* [TEXT UNDER STUDY]
####

U.S. President Joe Biden on Thursday reached a deal with a bipartisan group of senators on a roughly 1.2-trillion-U.S. dollar infrastructure plan.
"I'm pleased to report that a bipartisan group of senators, five Democrats, five Republicans, part of a larger group has come together and forged an agreement that will create millions of American jobs and modernize our American infrastructure," Biden said at the White House after a meeting with the senators.
"It delivers clean transportation, clear water and clean water, universal broadband, clean power infrastructure, and environmental resilience. And these areas invest two-thirds of the resources that I've proposed in my American Jobs Plan," he said.
Biden's remarks came after a bipartisan group of senators on Wednesday reached a deal on a framework for an infrastructure spending bill.
The infrastructure framework Biden endorsed includes 579 billion dollars in new spending for a total of 973 billion dollars over five years and 1.2 trillion dollars over eight years, according to the White House.
"The $1.2 trillion Bipartisan Infrastructure Framework is a critical step in implementing President Biden's Build Back Better vision," the White House said Thursday in a fact sheet.
The framework is financed through a combination of closing the tax gap, redirecting unspent emergency relief funds, targeted corporate user fees, and the macroeconomic impact of infrastructure investment, said the White House.
During talks with Senate Republicans last month, the White House had lowered the overall price tag of Biden's 2.3-trillion-dollar infrastructure plan to 1.7 trillion dollars.
Senate Republicans then offered a 928-billion-dollar infrastructure counteroffer. But the two sides failed to reach a deal and agreed to end infrastructure talks earlier this month.
Biden also said on Thursday that he will work with Congress right away on the other half of his economic agenda, the so-called American Family Plan, to finish the job on childcare, education, the caring economy, and clean energy tax cuts.
The president signaled that he would not sign the bipartisan infrastructure bill unless Democrats in Congress pass a reconciliation bill on his other social spending priorities.

####

[Region descriptions in natural language]
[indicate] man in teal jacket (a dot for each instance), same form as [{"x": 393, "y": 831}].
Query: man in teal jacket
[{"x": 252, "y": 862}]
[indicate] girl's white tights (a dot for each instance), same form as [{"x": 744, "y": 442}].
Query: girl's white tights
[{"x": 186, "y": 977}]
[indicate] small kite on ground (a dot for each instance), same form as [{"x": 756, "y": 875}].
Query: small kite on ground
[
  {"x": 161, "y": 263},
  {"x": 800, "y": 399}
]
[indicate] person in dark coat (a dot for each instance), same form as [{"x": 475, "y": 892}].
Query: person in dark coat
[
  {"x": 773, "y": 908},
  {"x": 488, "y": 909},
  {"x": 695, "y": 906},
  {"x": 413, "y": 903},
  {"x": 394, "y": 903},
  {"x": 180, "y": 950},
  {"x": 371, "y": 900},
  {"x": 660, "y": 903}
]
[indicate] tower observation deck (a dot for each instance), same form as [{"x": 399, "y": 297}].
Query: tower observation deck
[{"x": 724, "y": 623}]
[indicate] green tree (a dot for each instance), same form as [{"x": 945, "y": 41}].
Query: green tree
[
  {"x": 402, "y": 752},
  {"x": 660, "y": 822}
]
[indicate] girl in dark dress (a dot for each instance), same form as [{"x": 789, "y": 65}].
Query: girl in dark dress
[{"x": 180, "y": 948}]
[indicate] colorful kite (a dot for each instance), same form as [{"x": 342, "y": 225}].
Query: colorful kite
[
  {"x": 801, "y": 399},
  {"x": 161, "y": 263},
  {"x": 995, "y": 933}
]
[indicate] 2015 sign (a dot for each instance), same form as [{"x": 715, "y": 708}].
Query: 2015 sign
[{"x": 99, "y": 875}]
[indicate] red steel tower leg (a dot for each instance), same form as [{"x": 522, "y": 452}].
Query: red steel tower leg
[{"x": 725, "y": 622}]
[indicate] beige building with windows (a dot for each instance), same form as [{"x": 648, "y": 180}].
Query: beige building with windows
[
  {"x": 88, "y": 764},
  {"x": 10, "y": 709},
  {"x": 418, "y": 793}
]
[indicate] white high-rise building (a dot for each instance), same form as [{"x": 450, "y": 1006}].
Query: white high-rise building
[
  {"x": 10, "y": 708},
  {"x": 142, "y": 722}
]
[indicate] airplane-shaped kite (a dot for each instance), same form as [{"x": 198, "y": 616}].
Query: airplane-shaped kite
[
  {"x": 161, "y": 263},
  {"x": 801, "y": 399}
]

####

* [EXERCISE DIRECTIONS] Extend the news article about Biden's bipartisan infrastructure deal, picking up right after its final sentence.

* [OUTPUT FOR THIS EXERCISE]
"I expect that in the coming months this summer, before the fiscal year is over, that we will have voted on this bill, the infrastructure bill, as well as voted on the budget resolution. But if only one comes to me, this is the only one that comes to me, I'm not signing it. It's in tandem," Biden said.
"The bipartisan bill from the very beginning was understood, there's going to have to be the second part of it. I'm not just signing the bipartisan bill and forgetting about the rest that I proposed," said the president.
U.S. House Speaker Nancy Pelosi also said on Thursday that the House would not vote on a bipartisan infrastructure bill until the Senate passes the reconciliation bill.
It's not clear whether either bill will gather enough support to clear the House and Senate.
Some financial experts are suspicious about whether the infrastructure plan can really pay for itself. Michael A. Peterson, CEO of the Peter G. Peterson Foundation, has urged policymakers to maintain a fiscally responsible approach on infrastructure and pay for their priorities.
"While our nation has many critical infrastructure needs, we also have an unsustainable fiscal outlook. New spending should be fully paid for through legitimate and credible offsets, and without budget gimmicks," Peterson said in a statement recently.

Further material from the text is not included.